=== To be done ===
Could you print the records word for word, from the start of the records to the line with "column 946, row 82", and leave the pictures out of your answer?

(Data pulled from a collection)
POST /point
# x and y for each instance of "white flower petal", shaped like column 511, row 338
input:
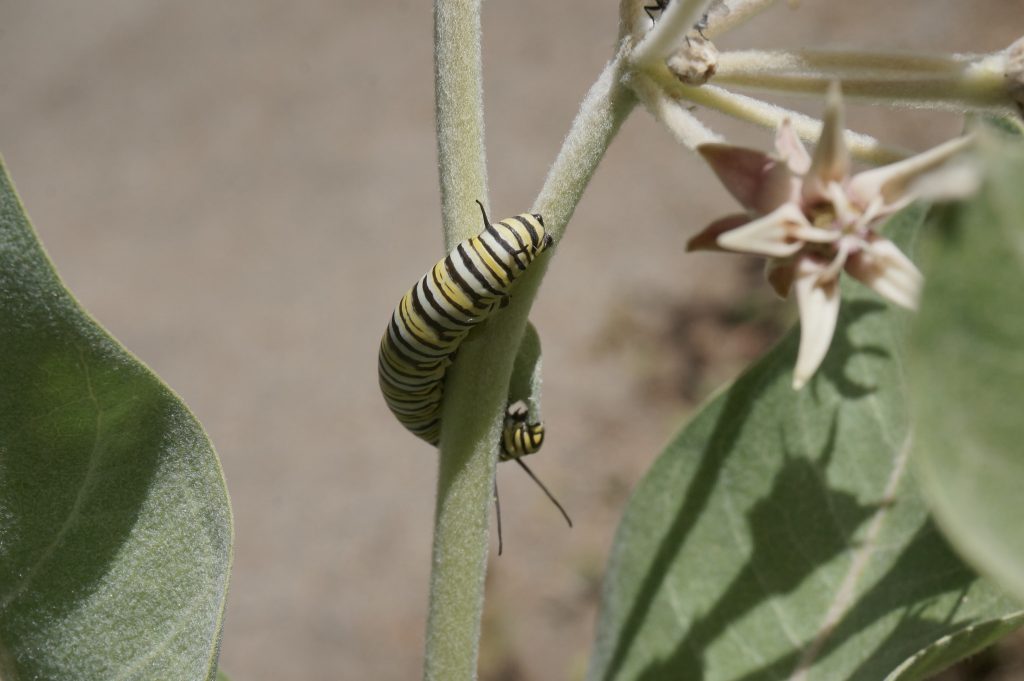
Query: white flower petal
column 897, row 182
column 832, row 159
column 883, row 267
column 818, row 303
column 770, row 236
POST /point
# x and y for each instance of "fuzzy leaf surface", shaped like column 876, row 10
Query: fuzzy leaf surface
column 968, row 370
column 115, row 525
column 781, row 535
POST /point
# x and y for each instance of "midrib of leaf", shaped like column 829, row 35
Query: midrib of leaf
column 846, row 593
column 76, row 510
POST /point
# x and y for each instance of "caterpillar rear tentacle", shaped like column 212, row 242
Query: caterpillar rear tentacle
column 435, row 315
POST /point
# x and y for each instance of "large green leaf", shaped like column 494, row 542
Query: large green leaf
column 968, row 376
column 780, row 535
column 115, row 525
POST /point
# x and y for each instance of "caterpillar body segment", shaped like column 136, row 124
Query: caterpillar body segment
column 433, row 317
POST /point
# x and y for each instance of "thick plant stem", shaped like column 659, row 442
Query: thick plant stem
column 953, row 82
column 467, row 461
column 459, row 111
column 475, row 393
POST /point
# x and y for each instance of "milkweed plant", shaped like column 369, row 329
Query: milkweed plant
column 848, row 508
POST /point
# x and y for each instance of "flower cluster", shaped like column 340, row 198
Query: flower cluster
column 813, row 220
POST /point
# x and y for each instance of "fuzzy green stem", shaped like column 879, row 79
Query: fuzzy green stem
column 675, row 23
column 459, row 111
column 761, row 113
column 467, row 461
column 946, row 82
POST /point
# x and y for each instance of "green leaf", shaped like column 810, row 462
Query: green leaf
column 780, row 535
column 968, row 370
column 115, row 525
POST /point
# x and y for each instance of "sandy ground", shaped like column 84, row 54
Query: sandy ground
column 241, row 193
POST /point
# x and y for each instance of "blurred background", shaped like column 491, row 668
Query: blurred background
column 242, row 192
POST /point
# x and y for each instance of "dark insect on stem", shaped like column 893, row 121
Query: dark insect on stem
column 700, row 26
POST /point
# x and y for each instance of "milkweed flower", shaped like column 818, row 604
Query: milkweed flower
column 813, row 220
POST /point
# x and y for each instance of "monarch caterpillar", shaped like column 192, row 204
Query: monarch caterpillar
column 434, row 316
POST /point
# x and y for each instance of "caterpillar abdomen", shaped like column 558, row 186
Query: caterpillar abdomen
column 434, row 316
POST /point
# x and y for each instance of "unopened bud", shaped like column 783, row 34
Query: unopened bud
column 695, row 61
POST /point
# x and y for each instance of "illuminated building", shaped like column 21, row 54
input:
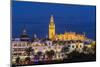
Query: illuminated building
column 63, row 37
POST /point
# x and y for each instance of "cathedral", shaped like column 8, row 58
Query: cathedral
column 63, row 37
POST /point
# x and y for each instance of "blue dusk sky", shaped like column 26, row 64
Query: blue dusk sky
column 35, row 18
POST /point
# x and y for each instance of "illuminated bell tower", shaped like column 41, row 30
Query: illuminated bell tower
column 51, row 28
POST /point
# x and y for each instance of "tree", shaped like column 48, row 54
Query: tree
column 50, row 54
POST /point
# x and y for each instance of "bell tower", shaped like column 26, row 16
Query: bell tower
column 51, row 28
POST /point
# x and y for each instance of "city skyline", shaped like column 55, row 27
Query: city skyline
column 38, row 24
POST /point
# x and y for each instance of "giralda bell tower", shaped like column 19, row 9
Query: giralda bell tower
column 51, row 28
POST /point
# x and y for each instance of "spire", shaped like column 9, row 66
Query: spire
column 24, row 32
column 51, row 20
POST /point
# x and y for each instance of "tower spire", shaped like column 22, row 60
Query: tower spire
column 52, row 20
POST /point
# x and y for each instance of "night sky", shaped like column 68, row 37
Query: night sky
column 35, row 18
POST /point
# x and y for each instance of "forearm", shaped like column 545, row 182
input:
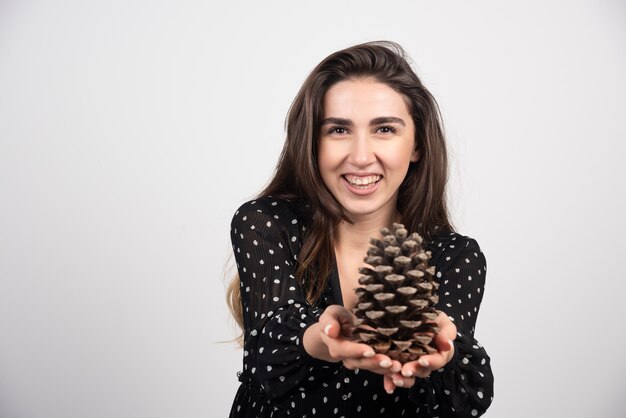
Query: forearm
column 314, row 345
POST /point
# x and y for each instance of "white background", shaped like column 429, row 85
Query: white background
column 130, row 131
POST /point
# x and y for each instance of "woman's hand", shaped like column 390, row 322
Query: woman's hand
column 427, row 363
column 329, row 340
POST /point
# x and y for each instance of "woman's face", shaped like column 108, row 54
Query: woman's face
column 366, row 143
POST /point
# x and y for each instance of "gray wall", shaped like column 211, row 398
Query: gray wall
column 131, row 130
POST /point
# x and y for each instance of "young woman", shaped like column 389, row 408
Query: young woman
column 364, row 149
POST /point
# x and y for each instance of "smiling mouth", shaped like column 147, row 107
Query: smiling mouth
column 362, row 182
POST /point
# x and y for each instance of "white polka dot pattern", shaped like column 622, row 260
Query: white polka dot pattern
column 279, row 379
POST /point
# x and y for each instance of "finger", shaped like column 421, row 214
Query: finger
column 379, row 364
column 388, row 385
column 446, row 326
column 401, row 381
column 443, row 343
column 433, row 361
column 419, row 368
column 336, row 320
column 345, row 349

=== Task solution ===
POST /point
# x and y for each instance of "white flower petal", shaped like column 511, row 338
input:
Query: white flower petal
column 897, row 182
column 832, row 159
column 883, row 267
column 818, row 303
column 770, row 236
POST /point
# x and y for each instance of "fuzzy leaf surface", shaped like column 876, row 10
Query: fuzzy leaf surface
column 968, row 370
column 115, row 525
column 781, row 535
POST /point
# x and y for each instance of "midrib of leaf", shaped like column 829, row 35
Query: midrib of leaf
column 846, row 593
column 76, row 510
POST /point
# x and y for each instance of "caterpillar rear tentacle", shaped like column 212, row 242
Query: caterpillar rear tentacle
column 435, row 315
POST /point
# x and y for each instance of "large green leaf", shaped like column 494, row 542
Query: large green leaf
column 968, row 376
column 780, row 535
column 115, row 525
POST /point
# x and y for each instance of "caterpillar body segment", shaped like column 136, row 124
Query: caterpillar body segment
column 433, row 317
POST /point
# x and y for each instance of "thick plant stem", shaped like column 659, row 442
Query: thick plant stem
column 953, row 82
column 467, row 461
column 459, row 111
column 475, row 393
POST /point
# x and y for each instance of "milkweed plant", shaped like column 369, row 329
Query: milkweed plant
column 848, row 508
POST /point
# x and y for each instance of "flower cluster", shaped like column 340, row 198
Query: flower cluster
column 813, row 220
POST /point
# x and y for each instance of "fuzzy green stem", shaped like column 879, row 79
Query: fuzzy green stem
column 675, row 23
column 459, row 111
column 761, row 113
column 467, row 461
column 946, row 82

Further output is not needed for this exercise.